* [Passage shown]:
■ ■ ■ ■ ■ ■ ■
Ever since he was a teenager, Stan Woosley has had a love for chemical elements and a fondness for blowing things up. Growing up in the late 1950s in Texas, "I did everything you could do with potassium nitrate, perchlorate, and permanganate, mixed with a lot of other things," he says. "If you mixed potassium nitrate with sulfur and charcoal, you got gunpowder. If you mixed it with sugar, you got a lot of smoke and a nice pink fire." He tested his explosive concoctions on a Fort Worth golf course: "I screwed the jar down tight and ran like hell."
Woosley, now an astronomer at the University of California at Santa Cruz, has graduated to bigger explosions—much bigger. Woosley studies some of the most powerful explosions since the birth of the universe: supernovas, the violent deaths of stars.
The universe twinkles with these cataclysms. They happen every second or so, usually in some unimaginably remote galaxy, blazing as bright as hundreds of billions of stars and creating a fireball that expands and cools for months.
We're lucky that they rarely strike close to home. The last supernova in our own galaxy exploded in 1604, rivaling Jupiter's brightness in the night sky and deeply impressing Johannes Kepler, the pioneering astronomer. A nearby supernova—within a few light-years—would bathe the Earth in lethal radiation.
■ ■ ■ ■ ■ ■ ■
* [Activity]: From the passage on Stan Woosley and supernovas, reproduce the text between "Woosley, now an" and "cools for months.", inclusive.

* [Records contained in a dataset]:
■ ■ ■ ■ ■ ■ ■
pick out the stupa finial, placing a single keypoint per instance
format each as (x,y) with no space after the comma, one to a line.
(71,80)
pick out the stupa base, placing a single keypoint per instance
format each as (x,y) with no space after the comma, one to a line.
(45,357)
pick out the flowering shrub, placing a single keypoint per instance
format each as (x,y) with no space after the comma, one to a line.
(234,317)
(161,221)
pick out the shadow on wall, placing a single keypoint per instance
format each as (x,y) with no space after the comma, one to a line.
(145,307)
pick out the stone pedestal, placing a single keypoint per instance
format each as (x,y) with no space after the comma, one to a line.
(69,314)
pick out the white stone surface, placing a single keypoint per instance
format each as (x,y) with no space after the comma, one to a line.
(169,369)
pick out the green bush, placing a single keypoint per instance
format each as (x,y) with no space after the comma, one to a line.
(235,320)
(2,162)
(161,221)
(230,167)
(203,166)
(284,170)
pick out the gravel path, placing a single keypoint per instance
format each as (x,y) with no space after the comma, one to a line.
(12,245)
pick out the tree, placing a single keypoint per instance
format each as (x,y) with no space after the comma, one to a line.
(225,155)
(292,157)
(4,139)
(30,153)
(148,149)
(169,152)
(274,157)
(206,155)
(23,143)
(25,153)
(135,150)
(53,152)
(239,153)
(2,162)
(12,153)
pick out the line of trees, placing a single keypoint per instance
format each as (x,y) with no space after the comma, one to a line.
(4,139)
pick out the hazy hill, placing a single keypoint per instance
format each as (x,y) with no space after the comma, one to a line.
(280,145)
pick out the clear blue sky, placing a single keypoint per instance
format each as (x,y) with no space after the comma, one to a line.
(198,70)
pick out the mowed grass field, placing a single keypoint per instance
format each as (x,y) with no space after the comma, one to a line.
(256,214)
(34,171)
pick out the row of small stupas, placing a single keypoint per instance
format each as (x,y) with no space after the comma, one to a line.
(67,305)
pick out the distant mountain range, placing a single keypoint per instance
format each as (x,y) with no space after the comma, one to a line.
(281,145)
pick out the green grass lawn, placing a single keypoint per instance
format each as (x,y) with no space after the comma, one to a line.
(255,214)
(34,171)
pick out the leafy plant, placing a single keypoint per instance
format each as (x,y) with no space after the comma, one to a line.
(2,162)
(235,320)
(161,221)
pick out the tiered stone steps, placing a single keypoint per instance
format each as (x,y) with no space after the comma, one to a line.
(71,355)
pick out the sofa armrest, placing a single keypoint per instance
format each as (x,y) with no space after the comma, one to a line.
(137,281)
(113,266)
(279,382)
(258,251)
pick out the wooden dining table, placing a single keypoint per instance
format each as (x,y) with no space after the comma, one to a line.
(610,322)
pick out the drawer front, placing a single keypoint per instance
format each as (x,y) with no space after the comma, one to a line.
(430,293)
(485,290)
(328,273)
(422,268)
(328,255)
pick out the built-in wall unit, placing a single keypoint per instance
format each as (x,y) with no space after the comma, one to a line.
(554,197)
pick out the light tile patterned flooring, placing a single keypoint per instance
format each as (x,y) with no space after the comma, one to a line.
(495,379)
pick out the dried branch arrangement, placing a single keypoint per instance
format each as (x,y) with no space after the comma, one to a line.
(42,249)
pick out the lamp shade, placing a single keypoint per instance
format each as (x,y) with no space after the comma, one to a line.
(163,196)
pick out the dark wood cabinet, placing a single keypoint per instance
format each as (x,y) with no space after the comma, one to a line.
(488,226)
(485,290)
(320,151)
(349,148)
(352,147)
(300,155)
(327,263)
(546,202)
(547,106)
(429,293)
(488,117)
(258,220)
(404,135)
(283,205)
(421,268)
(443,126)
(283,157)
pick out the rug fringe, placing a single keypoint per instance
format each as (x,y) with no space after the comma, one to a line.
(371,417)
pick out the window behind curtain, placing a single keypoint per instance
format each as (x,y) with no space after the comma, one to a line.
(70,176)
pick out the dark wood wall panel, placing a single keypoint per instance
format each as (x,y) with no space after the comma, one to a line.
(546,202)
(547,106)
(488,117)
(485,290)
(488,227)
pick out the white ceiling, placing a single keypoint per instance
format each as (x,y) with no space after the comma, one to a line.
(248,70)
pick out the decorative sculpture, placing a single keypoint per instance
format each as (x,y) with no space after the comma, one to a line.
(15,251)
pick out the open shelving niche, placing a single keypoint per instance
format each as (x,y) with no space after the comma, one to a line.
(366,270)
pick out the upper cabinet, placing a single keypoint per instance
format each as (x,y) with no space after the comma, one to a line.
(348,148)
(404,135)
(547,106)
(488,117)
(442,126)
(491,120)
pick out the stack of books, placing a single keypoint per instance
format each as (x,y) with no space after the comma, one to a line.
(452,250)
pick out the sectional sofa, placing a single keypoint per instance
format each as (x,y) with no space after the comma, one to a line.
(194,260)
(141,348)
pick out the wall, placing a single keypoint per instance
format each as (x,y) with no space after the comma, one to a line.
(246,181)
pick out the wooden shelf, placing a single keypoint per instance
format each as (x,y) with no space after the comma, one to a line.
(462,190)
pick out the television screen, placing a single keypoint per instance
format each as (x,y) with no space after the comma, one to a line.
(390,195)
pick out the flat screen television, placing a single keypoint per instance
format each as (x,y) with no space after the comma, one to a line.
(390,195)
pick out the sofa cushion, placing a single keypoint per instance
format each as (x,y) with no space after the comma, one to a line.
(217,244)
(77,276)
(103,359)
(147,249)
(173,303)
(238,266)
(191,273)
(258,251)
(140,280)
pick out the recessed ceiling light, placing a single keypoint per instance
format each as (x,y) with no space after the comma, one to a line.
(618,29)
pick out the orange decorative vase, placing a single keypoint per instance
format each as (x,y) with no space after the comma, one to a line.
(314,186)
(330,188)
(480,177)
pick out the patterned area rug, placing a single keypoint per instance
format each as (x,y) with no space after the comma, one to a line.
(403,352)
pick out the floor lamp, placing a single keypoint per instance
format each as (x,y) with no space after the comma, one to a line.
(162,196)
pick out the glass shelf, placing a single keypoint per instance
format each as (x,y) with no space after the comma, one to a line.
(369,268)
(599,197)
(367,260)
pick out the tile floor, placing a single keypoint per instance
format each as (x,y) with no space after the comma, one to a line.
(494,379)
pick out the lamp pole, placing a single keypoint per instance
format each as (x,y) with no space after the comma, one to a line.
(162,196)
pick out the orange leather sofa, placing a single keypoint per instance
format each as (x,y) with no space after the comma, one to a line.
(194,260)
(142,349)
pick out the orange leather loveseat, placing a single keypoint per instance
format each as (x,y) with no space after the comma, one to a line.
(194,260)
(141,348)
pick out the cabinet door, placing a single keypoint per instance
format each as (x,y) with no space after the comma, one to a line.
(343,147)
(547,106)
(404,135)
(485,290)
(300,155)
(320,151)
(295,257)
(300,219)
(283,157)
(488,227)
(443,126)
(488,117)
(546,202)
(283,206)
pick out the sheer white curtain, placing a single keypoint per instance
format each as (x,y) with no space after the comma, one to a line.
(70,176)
■ ■ ■ ■ ■ ■ ■
* [Completed task]:
Woosley, now an astronomer at the University of California at Santa Cruz, has graduated to bigger explosions—much bigger. Woosley studies some of the most powerful explosions since the birth of the universe: supernovas, the violent deaths of stars.
The universe twinkles with these cataclysms. They happen every second or so, usually in some unimaginably remote galaxy, blazing as bright as hundreds of billions of stars and creating a fireball that expands and cools for months.